* _Dataset records_:
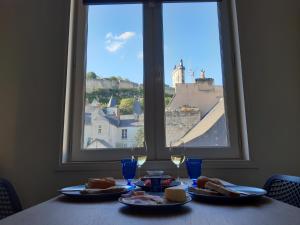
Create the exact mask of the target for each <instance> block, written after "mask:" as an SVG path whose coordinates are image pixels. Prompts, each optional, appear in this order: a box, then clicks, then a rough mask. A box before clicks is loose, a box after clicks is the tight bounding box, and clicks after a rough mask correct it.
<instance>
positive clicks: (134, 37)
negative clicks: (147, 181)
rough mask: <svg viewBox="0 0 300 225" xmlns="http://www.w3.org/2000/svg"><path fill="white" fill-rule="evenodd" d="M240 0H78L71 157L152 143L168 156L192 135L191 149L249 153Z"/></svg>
mask: <svg viewBox="0 0 300 225" xmlns="http://www.w3.org/2000/svg"><path fill="white" fill-rule="evenodd" d="M87 2H88V1H87ZM96 2H97V1H96ZM125 2H126V1H125ZM233 5H234V1H222V2H211V1H210V2H203V1H202V2H201V1H199V2H195V1H192V2H184V3H183V2H178V3H177V2H176V1H172V2H169V1H165V2H164V1H163V3H160V2H152V1H151V2H144V1H136V2H135V3H132V2H130V4H126V3H125V4H124V1H123V2H122V4H116V2H115V1H112V2H111V4H109V1H106V4H101V1H99V4H98V5H97V4H96V5H83V4H82V2H77V1H72V7H71V26H70V43H69V53H70V54H69V66H68V68H69V69H68V78H67V93H66V110H65V132H64V133H65V136H64V140H65V142H64V143H66V144H65V145H68V144H69V145H70V146H72V149H71V157H70V158H71V160H72V161H90V160H92V161H95V159H96V160H118V159H120V158H123V157H127V156H128V155H129V153H130V148H131V147H142V146H143V142H144V141H146V143H147V146H148V148H149V149H151V151H149V155H148V158H149V159H152V160H157V159H168V157H169V156H168V151H167V149H168V147H169V144H170V142H172V143H175V144H176V143H177V147H179V148H182V147H183V146H182V145H180V143H182V142H184V143H185V145H184V146H185V148H186V154H187V155H197V156H199V157H202V158H206V159H215V158H227V159H233V158H241V156H242V153H241V145H242V141H244V140H243V138H242V136H244V135H243V134H242V132H240V131H241V130H243V129H242V125H241V123H240V119H239V118H241V115H240V114H241V111H240V108H239V106H240V105H239V101H240V100H239V99H241V98H240V95H242V89H240V88H238V85H237V84H238V82H239V80H240V79H241V78H240V77H239V76H240V74H238V73H237V64H236V60H235V59H236V54H238V50H237V49H238V48H236V46H237V44H236V43H237V40H236V39H237V38H236V35H235V34H236V33H235V32H236V31H235V30H236V27H235V26H234V20H235V17H234V7H233ZM179 15H180V16H179ZM74 65H75V66H74ZM75 99H76V101H75ZM66 140H67V141H66ZM112 149H114V150H113V151H111V150H112Z"/></svg>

* _What is being asked_: Check each line above for the string "clicks" and show the ones that have it.

* _Task result_:
Create the exact mask of the target for each <instance> block, written after "mask:" as an SVG path whose coordinates are image pixels. Prompts, each optional, appear in this order: a box, then clicks, then a rough mask. A box before clicks is loose, a box after clicks is the tight bounding box, and clicks after a rough mask correct it.
positive clicks: (134, 37)
negative clicks: (147, 181)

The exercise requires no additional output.